-------- INFORMATION PROVIDED --------

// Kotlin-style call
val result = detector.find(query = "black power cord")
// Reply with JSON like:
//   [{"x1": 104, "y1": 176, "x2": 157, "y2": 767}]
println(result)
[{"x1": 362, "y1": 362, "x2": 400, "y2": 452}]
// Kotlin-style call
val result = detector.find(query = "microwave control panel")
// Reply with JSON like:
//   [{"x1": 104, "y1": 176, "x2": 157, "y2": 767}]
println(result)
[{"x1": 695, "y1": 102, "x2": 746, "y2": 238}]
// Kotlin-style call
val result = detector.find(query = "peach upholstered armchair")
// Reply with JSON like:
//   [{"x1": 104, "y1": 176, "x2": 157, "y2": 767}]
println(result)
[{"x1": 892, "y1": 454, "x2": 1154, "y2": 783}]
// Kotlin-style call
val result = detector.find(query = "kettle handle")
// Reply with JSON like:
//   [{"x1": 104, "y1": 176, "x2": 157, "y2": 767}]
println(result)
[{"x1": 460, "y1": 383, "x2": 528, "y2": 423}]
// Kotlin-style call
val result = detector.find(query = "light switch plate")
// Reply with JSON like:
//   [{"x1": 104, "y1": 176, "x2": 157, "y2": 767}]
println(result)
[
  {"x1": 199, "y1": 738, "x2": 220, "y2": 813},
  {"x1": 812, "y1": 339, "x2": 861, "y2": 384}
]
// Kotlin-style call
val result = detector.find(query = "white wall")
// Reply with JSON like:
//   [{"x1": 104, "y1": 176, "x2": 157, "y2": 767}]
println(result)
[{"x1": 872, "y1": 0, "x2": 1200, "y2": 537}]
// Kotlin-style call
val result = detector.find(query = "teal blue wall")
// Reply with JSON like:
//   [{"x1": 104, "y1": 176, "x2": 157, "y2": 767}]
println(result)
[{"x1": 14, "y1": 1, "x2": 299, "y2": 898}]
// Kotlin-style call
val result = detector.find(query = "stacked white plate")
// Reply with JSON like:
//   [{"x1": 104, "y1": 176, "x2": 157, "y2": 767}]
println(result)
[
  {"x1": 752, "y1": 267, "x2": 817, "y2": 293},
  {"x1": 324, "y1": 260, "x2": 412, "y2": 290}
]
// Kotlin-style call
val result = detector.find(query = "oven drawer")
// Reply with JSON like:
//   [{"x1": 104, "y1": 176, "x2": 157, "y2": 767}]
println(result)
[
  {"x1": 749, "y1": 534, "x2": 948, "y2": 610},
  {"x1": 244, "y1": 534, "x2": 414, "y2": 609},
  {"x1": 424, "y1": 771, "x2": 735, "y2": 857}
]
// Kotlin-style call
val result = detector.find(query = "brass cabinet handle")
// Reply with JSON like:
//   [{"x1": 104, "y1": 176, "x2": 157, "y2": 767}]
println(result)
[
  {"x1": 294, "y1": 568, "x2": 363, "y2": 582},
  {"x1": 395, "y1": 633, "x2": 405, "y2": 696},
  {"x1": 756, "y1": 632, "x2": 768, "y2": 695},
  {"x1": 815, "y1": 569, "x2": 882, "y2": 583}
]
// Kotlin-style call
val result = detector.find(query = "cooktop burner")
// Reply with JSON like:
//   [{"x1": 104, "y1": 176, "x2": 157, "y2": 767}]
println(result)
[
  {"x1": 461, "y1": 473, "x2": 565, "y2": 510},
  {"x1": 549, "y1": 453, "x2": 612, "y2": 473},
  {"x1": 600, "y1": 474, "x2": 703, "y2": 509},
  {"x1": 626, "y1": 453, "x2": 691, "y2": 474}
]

--------

§ THE PROBLEM: Please return all of the entries exactly as they were given.

§ SOLUTION:
// Kotlin-style call
val result = detector.find(query = "black power cord")
// Reply with JSON like:
//   [{"x1": 104, "y1": 176, "x2": 157, "y2": 767}]
println(result)
[{"x1": 362, "y1": 362, "x2": 400, "y2": 452}]
// Kotlin-style call
val result = detector.find(query = "microwave control panel")
// Reply with JSON like:
//   [{"x1": 104, "y1": 176, "x2": 157, "y2": 767}]
println(result)
[{"x1": 695, "y1": 102, "x2": 746, "y2": 238}]
// Kotlin-style call
val result = detector.find(query = "peach upholstered armchair")
// Reply with JSON like:
//   [{"x1": 104, "y1": 176, "x2": 157, "y2": 767}]
println(result)
[{"x1": 892, "y1": 454, "x2": 1154, "y2": 783}]
// Kotlin-style call
val result = detector.find(query = "kettle handle")
// Reply with JSON like:
//   [{"x1": 104, "y1": 176, "x2": 157, "y2": 767}]
println(result)
[{"x1": 460, "y1": 383, "x2": 528, "y2": 423}]
// Kotlin-style call
val result = detector.find(query = "light switch plate")
// Reply with JSON like:
//   [{"x1": 104, "y1": 176, "x2": 157, "y2": 767}]
println(result)
[
  {"x1": 199, "y1": 738, "x2": 220, "y2": 813},
  {"x1": 812, "y1": 339, "x2": 861, "y2": 384}
]
// Kotlin-style call
val result = detector.find(query = "white wall")
// Reply with JSON like:
//   [{"x1": 104, "y1": 176, "x2": 157, "y2": 767}]
println(result)
[{"x1": 872, "y1": 0, "x2": 1200, "y2": 537}]
// Kotlin-style call
val result = detector.find(query = "teal blue wall")
// Reply with JSON like:
//   [{"x1": 104, "y1": 176, "x2": 157, "y2": 767}]
println(result)
[{"x1": 14, "y1": 1, "x2": 299, "y2": 898}]
// Kotlin-style call
val result = detector.find(query = "stacked white plate")
// Reply with JSON like:
//   [{"x1": 104, "y1": 176, "x2": 157, "y2": 767}]
println(result)
[
  {"x1": 752, "y1": 267, "x2": 817, "y2": 293},
  {"x1": 324, "y1": 260, "x2": 412, "y2": 290}
]
// Kotlin-style call
val result = detector.find(query = "oven drawer")
// Reply with JSON like:
//   [{"x1": 104, "y1": 176, "x2": 157, "y2": 767}]
println(result)
[
  {"x1": 749, "y1": 534, "x2": 948, "y2": 610},
  {"x1": 244, "y1": 534, "x2": 414, "y2": 609},
  {"x1": 424, "y1": 771, "x2": 735, "y2": 857}
]
// Kotlin-style call
val result = detector.find(query = "brass cabinet handle")
// Reply with JSON like:
//   [{"x1": 104, "y1": 176, "x2": 157, "y2": 767}]
println(result)
[
  {"x1": 294, "y1": 568, "x2": 363, "y2": 582},
  {"x1": 395, "y1": 633, "x2": 405, "y2": 696},
  {"x1": 756, "y1": 632, "x2": 768, "y2": 695},
  {"x1": 815, "y1": 569, "x2": 882, "y2": 583}
]
// Kotlin-style call
val result = detector.find(query = "cooktop burner")
// Reply with JSON like:
//   [{"x1": 104, "y1": 176, "x2": 157, "y2": 767}]
println(result)
[
  {"x1": 461, "y1": 473, "x2": 565, "y2": 510},
  {"x1": 549, "y1": 453, "x2": 612, "y2": 473},
  {"x1": 600, "y1": 474, "x2": 703, "y2": 509},
  {"x1": 626, "y1": 453, "x2": 691, "y2": 474}
]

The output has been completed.